> [Input records]:
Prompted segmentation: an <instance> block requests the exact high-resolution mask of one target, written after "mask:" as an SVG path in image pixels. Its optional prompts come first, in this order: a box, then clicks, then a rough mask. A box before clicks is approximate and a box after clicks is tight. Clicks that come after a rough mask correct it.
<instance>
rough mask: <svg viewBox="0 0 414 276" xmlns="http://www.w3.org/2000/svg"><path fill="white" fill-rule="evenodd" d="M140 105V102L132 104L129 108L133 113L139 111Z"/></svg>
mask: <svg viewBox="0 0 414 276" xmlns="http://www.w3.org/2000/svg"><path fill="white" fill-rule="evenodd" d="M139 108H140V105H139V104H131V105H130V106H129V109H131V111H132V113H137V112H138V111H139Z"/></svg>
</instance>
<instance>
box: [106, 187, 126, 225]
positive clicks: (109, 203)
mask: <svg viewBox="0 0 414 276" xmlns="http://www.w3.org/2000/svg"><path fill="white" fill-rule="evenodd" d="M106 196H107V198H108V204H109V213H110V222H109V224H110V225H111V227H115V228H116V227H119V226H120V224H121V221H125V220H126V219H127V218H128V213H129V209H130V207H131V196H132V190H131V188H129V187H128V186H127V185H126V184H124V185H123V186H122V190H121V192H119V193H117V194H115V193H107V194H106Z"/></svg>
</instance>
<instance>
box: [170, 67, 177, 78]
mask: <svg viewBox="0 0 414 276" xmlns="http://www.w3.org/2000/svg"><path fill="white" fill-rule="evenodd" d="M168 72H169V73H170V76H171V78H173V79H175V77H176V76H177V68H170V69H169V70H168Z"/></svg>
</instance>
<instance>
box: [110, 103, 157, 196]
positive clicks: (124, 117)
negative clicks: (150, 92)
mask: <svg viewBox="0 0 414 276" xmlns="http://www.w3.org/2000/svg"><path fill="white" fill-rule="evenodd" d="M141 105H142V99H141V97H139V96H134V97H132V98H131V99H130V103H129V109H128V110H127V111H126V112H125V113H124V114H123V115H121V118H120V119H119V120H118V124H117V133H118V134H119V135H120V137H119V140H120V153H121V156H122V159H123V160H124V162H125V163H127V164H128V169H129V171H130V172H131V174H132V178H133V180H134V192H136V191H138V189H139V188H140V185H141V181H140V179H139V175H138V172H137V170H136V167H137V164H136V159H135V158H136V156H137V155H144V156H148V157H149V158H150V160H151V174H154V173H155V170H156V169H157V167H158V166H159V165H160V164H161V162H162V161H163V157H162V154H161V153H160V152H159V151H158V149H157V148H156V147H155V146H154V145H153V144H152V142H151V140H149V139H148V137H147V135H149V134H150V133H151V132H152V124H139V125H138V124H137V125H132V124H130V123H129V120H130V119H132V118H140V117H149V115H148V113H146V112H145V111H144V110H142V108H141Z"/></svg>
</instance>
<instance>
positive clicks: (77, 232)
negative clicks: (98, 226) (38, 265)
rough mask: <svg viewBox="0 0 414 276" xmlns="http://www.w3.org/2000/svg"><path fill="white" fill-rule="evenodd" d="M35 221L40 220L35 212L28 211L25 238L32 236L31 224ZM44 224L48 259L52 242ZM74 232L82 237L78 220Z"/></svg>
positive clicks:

> [Exercise directions]: Please copy all of the records above verbatim, changing no character.

> [Result of the task]:
Prompted segmentation: an <instance> block requests the exact high-resolution mask of one target, written after "mask:" as an SVG path in image pixels. Its optional prompts come first, in this order: a box, then clicks, then a rough mask. A box before clicks is approximate and a box after clicks is tight. Clicks that come after a rough mask correct it.
<instance>
rough mask: <svg viewBox="0 0 414 276" xmlns="http://www.w3.org/2000/svg"><path fill="white" fill-rule="evenodd" d="M140 105V102L132 104L129 108L133 113L139 111Z"/></svg>
mask: <svg viewBox="0 0 414 276" xmlns="http://www.w3.org/2000/svg"><path fill="white" fill-rule="evenodd" d="M139 108H140V105H139V104H131V105H130V106H129V109H131V111H132V113H137V112H138V111H139Z"/></svg>
</instance>
<instance>
box: [106, 187, 126, 225]
positive clicks: (109, 203)
mask: <svg viewBox="0 0 414 276" xmlns="http://www.w3.org/2000/svg"><path fill="white" fill-rule="evenodd" d="M106 196H107V198H108V204H109V213H110V222H109V224H110V225H111V227H115V228H116V227H119V226H120V224H121V221H125V220H126V219H127V218H128V213H129V209H130V207H131V196H132V190H131V188H129V187H128V186H127V185H126V184H124V185H123V186H122V190H121V192H119V193H117V194H115V193H107V194H106Z"/></svg>
</instance>
<instance>
box: [170, 67, 177, 78]
mask: <svg viewBox="0 0 414 276" xmlns="http://www.w3.org/2000/svg"><path fill="white" fill-rule="evenodd" d="M168 72H169V73H170V76H171V78H173V79H175V77H176V76H177V68H170V69H169V70H168Z"/></svg>
</instance>
<instance>
box: [110, 103, 157, 196]
positive clicks: (124, 117)
negative clicks: (150, 92)
mask: <svg viewBox="0 0 414 276" xmlns="http://www.w3.org/2000/svg"><path fill="white" fill-rule="evenodd" d="M141 105H142V99H141V97H139V96H134V97H132V98H131V99H130V103H129V109H128V110H127V111H126V112H125V113H124V114H123V115H121V118H120V119H119V120H118V124H117V133H118V134H119V135H120V137H119V140H120V153H121V156H122V159H123V160H124V162H125V163H127V164H128V169H129V171H130V172H131V174H132V178H133V180H134V192H136V191H138V189H139V188H140V185H141V181H140V179H139V175H138V172H137V170H136V167H137V164H136V159H135V158H136V156H137V155H144V156H148V157H149V158H150V160H151V174H154V173H155V170H156V169H157V167H158V166H159V165H160V164H161V162H162V161H163V157H162V154H161V153H160V152H159V151H158V149H157V148H156V147H155V146H154V145H153V144H152V142H151V140H149V139H148V137H147V135H149V134H150V133H151V132H152V124H139V125H138V124H137V125H132V124H130V123H129V120H130V119H132V118H140V117H149V115H148V113H146V112H145V111H144V110H142V108H141Z"/></svg>
</instance>
<instance>
positive clicks: (77, 232)
negative clicks: (98, 226) (38, 265)
rough mask: <svg viewBox="0 0 414 276" xmlns="http://www.w3.org/2000/svg"><path fill="white" fill-rule="evenodd" d="M35 221L40 220L35 212L28 211L25 238L32 236L31 224ZM44 224L48 259L52 242ZM74 232L82 237L78 220Z"/></svg>
positive clicks:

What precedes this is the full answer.